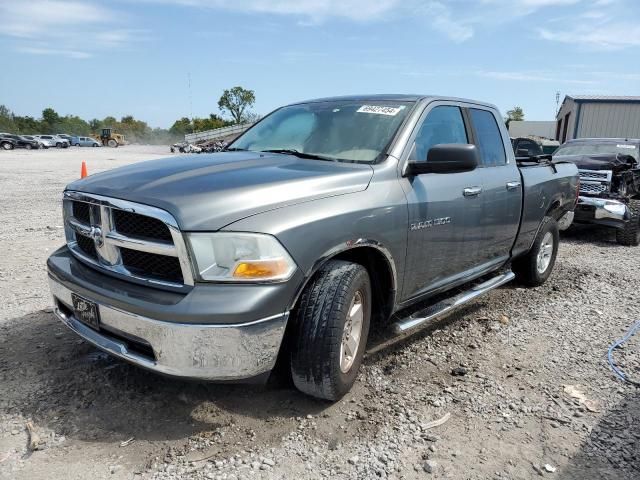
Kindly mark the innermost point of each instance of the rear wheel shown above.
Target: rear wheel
(331, 325)
(534, 268)
(630, 234)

Exercise directions |
Copy every item above word for word, but leave out the pictures.

Answer for the task |
Kindly mark the innermost point of each instance of the rear wheel shown above.
Target: rear wheel
(331, 325)
(534, 268)
(630, 234)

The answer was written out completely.